— Start of Source records —

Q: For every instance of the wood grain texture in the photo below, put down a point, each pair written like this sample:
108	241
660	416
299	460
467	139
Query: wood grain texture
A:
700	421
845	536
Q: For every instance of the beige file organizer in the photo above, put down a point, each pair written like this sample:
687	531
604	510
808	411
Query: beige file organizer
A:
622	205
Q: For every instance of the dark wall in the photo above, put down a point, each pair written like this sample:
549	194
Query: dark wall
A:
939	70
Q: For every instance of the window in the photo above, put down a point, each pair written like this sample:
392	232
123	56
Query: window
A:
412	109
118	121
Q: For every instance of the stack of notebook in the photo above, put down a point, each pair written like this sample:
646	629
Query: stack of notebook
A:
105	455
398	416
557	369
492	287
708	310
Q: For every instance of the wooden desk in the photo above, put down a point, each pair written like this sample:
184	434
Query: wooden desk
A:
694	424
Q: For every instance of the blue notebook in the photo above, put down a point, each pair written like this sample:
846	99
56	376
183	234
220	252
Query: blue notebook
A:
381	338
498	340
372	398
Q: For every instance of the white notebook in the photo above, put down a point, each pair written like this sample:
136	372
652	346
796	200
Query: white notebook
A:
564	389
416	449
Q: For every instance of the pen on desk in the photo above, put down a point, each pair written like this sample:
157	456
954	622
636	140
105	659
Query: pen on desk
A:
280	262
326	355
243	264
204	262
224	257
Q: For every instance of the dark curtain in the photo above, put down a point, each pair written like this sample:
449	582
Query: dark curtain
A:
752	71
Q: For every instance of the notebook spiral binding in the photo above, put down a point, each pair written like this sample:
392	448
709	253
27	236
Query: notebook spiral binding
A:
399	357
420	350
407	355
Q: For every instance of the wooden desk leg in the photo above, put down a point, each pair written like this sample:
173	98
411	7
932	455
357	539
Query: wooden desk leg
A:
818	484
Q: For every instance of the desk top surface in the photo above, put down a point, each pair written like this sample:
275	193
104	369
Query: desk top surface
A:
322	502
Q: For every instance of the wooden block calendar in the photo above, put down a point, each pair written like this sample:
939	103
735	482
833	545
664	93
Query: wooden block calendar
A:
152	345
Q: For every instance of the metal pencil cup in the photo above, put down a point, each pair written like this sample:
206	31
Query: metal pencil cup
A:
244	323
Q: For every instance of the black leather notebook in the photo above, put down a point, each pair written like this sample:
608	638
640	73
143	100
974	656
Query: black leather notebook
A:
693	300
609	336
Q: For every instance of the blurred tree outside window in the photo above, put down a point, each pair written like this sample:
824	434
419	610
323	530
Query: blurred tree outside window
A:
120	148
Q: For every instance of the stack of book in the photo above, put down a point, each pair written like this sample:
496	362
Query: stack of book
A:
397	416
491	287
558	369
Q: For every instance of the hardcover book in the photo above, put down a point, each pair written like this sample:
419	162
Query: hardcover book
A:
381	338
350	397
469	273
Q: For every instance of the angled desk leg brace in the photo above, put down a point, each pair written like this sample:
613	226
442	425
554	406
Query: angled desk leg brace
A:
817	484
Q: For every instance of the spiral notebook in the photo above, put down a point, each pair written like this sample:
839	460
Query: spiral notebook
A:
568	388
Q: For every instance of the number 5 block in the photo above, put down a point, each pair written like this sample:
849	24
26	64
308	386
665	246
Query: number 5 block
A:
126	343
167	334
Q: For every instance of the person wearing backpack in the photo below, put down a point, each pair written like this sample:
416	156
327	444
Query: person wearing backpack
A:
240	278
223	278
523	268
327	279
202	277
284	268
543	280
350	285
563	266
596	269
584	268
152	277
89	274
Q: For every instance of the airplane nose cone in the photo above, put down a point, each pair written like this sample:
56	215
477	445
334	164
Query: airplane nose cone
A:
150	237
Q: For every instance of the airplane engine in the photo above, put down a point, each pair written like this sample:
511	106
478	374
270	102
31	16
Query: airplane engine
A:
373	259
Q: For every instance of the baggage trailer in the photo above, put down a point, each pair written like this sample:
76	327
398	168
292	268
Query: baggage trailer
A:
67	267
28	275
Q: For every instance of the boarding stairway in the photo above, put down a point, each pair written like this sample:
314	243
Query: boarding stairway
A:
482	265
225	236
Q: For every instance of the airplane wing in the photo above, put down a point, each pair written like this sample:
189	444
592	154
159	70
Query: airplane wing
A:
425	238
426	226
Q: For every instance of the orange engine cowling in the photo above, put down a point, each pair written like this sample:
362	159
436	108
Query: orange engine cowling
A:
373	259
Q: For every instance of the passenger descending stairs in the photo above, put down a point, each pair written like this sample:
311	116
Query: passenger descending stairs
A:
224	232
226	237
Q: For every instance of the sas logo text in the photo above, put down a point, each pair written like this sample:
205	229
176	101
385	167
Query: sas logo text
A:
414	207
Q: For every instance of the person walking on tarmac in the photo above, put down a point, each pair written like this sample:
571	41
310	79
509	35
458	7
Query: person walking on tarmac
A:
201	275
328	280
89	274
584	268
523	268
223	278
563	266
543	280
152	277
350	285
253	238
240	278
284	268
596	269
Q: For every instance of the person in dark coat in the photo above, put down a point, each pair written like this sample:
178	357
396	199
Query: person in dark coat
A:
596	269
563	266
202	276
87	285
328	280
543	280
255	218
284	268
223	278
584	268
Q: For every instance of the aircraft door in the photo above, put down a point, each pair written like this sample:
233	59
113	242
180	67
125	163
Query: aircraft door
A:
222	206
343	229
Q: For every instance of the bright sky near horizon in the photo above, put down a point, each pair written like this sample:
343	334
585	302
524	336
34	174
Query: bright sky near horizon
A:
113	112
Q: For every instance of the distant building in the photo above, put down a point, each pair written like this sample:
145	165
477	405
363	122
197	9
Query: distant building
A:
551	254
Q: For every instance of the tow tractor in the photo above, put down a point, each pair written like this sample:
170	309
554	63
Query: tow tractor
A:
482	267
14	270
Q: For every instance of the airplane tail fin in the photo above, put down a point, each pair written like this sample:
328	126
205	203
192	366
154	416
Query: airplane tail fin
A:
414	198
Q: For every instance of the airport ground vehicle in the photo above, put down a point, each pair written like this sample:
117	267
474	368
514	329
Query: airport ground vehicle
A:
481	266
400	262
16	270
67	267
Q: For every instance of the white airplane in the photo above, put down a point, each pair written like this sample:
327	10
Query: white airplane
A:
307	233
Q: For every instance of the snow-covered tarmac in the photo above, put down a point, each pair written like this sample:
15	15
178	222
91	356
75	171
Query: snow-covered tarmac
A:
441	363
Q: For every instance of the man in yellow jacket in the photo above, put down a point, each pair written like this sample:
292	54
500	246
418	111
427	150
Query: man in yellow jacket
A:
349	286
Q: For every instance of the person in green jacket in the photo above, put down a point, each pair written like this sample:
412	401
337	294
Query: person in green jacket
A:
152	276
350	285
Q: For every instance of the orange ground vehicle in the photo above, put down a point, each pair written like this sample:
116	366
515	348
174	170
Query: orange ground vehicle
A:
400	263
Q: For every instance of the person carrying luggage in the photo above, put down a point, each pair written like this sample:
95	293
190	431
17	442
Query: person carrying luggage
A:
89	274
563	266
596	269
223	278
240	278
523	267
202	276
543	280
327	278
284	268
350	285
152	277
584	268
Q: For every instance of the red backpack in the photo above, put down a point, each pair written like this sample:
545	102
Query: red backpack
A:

— End of Source records —
— Start of Source records —

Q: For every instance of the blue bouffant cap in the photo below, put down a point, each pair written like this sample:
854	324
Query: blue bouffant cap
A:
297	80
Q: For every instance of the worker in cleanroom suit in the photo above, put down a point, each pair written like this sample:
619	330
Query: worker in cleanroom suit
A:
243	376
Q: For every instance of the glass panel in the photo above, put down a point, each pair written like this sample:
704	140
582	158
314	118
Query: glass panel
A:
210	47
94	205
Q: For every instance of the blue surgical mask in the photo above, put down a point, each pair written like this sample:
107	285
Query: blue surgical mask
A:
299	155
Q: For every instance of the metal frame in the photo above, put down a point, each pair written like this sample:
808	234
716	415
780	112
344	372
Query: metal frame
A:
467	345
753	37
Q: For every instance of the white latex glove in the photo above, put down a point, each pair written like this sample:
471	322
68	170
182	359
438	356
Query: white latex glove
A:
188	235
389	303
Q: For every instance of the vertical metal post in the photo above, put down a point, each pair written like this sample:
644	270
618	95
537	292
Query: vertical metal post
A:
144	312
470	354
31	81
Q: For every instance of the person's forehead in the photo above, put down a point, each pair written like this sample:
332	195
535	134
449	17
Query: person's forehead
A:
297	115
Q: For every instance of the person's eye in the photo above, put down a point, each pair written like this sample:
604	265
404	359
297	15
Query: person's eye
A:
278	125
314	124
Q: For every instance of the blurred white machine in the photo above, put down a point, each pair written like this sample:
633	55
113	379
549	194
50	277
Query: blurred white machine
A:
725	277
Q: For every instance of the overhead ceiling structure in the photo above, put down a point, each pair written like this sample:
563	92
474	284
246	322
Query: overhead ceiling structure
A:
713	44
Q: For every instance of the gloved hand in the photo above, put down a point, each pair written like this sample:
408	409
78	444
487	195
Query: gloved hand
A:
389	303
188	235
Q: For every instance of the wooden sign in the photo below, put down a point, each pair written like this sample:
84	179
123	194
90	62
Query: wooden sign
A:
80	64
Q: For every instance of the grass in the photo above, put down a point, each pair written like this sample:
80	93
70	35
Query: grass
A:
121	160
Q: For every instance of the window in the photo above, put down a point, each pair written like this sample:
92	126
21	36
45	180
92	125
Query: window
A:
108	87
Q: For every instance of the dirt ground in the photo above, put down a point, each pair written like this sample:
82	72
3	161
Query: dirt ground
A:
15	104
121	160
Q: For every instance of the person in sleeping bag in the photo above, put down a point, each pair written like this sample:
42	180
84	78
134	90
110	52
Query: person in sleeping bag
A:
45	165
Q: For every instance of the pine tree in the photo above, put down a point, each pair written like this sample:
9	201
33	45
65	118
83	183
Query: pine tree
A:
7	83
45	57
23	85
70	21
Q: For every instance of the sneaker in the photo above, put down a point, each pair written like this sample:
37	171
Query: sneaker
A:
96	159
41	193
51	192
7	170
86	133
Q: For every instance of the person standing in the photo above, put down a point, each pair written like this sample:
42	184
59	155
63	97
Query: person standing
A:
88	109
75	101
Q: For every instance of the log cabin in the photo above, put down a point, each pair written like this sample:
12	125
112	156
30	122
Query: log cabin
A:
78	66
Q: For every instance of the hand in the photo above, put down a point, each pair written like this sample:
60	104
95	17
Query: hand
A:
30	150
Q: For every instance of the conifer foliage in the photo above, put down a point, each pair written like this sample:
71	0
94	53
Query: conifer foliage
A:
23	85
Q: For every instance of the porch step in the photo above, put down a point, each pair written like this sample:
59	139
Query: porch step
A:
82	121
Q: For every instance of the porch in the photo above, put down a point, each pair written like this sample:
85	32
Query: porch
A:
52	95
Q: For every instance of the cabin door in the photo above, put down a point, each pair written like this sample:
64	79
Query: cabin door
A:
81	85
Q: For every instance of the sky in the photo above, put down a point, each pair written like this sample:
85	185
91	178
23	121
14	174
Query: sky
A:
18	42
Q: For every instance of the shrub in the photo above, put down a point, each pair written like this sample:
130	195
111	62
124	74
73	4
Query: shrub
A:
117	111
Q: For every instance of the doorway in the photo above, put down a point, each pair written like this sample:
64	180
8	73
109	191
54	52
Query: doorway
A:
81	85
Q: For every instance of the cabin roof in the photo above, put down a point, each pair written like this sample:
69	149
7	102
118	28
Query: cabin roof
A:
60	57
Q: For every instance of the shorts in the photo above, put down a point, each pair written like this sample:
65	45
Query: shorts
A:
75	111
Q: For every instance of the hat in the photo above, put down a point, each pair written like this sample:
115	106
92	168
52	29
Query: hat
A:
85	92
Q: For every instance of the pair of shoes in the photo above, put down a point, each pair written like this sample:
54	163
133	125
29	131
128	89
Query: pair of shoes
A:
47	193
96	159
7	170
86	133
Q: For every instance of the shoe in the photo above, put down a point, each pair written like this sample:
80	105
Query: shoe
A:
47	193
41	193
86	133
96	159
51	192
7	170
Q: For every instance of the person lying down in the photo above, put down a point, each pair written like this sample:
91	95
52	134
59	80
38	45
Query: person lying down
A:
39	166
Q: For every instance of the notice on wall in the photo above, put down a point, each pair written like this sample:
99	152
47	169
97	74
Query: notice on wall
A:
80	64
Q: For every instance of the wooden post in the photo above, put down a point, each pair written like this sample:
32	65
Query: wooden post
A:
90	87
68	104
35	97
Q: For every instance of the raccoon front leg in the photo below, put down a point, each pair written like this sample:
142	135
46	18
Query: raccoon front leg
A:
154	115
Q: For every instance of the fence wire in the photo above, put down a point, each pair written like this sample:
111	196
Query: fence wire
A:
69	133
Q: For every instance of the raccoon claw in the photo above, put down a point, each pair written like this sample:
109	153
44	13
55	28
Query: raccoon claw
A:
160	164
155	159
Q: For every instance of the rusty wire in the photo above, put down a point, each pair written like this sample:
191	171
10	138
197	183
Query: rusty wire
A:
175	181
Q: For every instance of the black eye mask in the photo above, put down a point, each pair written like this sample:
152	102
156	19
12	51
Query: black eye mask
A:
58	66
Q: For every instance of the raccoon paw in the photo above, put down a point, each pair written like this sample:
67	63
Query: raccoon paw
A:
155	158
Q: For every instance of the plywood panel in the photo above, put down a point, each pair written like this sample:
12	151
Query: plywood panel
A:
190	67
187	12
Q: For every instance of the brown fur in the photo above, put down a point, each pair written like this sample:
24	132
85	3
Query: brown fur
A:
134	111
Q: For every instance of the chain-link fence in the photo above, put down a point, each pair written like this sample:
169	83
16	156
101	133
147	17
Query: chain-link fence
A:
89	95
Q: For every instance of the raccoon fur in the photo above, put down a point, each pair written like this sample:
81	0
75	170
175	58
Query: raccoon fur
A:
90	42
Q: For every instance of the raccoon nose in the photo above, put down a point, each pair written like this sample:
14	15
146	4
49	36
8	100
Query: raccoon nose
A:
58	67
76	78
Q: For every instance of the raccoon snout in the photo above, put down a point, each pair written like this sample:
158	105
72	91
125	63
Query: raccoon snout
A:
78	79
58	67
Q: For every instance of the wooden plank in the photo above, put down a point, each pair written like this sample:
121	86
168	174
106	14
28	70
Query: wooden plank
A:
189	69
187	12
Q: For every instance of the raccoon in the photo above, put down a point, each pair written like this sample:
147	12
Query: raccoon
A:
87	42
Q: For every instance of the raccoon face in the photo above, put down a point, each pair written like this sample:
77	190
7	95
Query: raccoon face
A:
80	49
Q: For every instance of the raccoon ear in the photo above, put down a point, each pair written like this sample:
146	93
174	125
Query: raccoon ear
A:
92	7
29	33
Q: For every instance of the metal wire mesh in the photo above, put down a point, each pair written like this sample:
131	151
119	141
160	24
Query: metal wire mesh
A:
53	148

— End of Source records —

» **Exercise task**:
How many lines in the data above contain the string "beige"? Give only the number.

» **Solution for this exercise**:
2